The exercise – Pull out every line of the data below that contains the word "blurred". Copy each of those lines in full.

Data to process –
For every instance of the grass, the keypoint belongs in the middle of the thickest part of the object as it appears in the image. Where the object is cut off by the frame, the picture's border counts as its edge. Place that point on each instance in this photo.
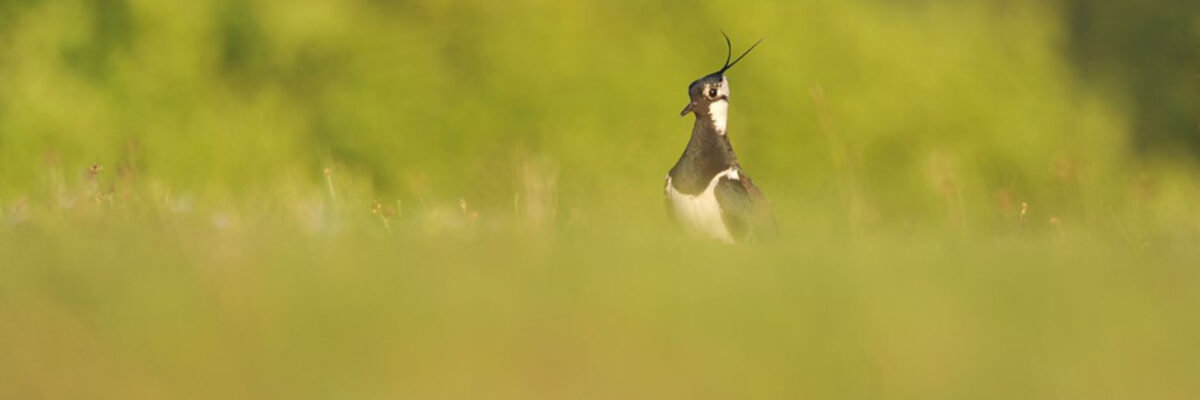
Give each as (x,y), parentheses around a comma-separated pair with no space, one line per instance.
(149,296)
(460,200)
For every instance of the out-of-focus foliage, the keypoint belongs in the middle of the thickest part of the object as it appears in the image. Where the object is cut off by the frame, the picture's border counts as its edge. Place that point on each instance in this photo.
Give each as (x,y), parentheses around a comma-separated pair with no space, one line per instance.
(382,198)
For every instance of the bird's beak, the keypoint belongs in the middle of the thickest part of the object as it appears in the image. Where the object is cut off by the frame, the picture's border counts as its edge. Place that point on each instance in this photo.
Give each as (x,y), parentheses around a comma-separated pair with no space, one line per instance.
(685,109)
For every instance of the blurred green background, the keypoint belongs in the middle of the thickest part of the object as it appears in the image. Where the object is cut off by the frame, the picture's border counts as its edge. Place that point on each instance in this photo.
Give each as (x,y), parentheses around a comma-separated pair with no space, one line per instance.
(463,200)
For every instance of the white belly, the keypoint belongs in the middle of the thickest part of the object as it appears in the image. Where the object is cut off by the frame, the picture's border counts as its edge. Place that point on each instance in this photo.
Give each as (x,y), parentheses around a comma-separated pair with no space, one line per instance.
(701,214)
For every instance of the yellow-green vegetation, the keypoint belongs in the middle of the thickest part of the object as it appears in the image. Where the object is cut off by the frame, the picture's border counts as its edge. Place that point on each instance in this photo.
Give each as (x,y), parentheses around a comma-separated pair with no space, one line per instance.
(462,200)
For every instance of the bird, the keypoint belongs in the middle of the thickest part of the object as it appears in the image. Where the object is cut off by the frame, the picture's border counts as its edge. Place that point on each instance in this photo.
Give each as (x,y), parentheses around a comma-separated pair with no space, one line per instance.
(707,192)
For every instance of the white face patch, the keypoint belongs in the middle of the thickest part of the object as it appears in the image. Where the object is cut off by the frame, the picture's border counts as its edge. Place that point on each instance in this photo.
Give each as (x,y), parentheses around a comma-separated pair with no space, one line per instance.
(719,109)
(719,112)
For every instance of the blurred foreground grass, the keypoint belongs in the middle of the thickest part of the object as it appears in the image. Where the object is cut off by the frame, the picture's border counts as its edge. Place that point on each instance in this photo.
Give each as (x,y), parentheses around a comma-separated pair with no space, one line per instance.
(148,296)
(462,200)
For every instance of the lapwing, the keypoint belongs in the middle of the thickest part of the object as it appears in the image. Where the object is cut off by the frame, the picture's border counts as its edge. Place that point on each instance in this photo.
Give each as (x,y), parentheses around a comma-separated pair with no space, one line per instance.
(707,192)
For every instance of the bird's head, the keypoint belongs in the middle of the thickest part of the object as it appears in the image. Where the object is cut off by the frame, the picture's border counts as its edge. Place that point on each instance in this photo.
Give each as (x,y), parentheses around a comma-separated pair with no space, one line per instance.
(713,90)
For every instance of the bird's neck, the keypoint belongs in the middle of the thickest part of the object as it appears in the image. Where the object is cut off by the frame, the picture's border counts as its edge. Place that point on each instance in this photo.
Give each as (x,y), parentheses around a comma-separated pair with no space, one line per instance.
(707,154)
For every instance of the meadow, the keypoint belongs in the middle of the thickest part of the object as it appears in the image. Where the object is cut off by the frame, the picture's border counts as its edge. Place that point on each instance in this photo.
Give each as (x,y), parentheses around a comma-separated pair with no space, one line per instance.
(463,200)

==

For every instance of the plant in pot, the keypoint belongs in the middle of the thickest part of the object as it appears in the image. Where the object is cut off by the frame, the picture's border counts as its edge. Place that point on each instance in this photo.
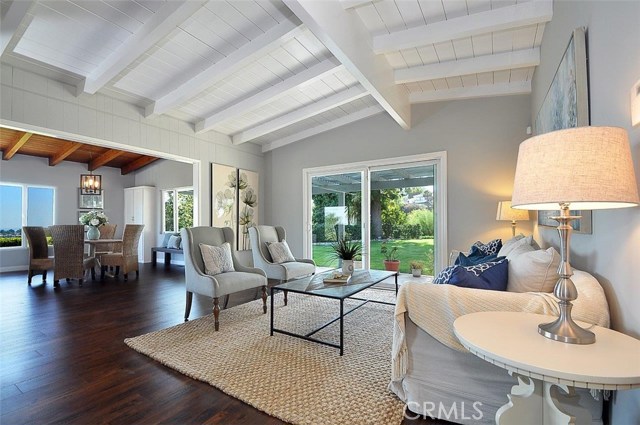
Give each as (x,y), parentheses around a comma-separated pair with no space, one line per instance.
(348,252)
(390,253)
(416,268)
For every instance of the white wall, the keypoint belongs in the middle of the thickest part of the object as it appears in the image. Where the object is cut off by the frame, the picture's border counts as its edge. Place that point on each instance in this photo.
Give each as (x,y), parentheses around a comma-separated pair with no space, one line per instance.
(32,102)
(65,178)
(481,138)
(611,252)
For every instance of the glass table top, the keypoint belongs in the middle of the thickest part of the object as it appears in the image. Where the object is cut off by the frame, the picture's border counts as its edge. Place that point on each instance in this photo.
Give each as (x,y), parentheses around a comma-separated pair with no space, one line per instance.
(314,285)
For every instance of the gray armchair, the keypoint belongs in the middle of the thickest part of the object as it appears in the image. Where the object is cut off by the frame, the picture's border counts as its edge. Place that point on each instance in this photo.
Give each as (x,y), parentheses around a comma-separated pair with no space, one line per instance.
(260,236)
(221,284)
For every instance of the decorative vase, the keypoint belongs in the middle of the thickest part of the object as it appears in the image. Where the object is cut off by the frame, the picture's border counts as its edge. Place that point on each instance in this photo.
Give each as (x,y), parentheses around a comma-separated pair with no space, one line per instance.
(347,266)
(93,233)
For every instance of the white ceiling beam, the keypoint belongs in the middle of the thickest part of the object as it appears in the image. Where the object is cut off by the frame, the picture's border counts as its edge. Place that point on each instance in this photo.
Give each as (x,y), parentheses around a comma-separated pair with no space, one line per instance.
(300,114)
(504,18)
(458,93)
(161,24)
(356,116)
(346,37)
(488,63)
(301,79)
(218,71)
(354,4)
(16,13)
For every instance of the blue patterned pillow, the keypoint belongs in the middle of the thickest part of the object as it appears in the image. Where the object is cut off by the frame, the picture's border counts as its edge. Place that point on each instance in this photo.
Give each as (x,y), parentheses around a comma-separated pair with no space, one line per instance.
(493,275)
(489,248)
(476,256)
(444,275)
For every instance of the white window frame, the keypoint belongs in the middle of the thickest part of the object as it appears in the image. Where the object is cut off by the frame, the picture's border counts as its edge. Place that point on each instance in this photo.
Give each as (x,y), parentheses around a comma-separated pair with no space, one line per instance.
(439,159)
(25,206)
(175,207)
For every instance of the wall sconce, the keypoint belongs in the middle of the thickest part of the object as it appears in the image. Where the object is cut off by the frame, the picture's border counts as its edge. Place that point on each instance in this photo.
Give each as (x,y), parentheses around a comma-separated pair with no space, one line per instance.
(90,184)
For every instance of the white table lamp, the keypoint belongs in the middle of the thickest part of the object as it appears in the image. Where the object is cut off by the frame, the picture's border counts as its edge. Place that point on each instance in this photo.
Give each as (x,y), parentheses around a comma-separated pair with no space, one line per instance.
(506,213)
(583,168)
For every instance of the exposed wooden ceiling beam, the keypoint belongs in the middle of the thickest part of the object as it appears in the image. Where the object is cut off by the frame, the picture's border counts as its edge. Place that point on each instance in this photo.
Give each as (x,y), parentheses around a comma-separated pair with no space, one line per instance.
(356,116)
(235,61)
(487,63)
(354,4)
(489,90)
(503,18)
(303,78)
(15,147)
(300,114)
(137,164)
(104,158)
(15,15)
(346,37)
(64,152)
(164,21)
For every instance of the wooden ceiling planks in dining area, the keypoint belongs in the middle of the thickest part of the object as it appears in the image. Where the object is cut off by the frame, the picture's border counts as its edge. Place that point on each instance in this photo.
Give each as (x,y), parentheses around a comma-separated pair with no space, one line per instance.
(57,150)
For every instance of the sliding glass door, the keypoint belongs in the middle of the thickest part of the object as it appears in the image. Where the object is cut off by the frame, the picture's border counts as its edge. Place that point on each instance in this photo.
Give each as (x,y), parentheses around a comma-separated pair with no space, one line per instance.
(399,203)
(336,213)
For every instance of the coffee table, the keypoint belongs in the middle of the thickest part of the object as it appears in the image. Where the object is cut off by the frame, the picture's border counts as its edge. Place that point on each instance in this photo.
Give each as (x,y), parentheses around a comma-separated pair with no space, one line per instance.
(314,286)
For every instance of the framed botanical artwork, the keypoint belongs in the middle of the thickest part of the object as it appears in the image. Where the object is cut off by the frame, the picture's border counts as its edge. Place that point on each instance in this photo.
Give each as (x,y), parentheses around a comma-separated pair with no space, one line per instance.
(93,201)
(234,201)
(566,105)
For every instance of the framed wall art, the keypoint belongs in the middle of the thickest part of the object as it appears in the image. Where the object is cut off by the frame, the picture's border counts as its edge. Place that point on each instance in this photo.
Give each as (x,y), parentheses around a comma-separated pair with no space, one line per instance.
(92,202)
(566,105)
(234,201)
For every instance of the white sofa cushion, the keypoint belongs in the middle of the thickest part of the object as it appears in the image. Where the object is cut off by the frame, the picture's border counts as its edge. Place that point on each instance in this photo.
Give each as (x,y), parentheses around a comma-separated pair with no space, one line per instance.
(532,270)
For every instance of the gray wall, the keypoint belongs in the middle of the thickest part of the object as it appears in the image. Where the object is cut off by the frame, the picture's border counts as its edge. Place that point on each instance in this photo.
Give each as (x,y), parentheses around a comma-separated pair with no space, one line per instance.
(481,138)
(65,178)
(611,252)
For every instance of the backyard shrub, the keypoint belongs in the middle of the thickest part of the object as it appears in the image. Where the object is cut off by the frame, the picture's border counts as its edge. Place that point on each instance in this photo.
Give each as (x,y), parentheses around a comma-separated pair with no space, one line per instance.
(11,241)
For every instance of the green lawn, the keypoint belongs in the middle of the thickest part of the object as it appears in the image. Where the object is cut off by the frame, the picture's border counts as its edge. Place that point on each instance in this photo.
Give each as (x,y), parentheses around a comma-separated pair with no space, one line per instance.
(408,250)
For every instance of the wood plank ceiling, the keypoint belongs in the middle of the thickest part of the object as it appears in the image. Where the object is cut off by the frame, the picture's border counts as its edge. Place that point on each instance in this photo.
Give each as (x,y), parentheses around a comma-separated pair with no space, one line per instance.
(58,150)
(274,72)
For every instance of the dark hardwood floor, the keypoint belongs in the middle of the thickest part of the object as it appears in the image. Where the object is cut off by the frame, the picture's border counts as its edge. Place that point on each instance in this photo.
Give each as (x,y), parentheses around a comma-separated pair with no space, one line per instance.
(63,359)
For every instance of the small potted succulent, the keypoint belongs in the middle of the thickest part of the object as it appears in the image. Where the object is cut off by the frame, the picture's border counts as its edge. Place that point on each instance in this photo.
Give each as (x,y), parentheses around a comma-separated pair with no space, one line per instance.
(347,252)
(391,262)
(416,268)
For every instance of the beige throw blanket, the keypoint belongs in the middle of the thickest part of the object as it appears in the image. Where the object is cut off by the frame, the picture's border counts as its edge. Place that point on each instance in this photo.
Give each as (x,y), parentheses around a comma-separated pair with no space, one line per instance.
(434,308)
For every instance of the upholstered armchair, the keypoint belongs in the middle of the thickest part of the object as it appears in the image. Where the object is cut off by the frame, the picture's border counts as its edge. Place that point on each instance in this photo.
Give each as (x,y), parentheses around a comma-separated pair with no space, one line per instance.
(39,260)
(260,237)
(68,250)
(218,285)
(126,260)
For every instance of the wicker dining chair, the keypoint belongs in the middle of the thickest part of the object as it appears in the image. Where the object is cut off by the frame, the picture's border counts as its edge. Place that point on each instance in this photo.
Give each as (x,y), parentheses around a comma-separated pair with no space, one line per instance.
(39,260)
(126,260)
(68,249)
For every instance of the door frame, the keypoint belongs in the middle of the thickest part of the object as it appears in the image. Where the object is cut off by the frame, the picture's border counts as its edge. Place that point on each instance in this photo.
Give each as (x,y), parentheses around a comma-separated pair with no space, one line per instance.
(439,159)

Answer –
For every instance of the blurred green background, the keypoint belongs in the middle of the thickest part of the object as it appears in the image. Where the object is cut off by the frame, the picture's border counts as its edge. Place that point on each instance in this photo.
For every instance of the blurred foreground grass, the keypoint belongs in the middle of the thickest part of the object as it appears in the image. Where the object is cut off by the frame, the picture's border counts as its edge. Place that point on each instance in this photo.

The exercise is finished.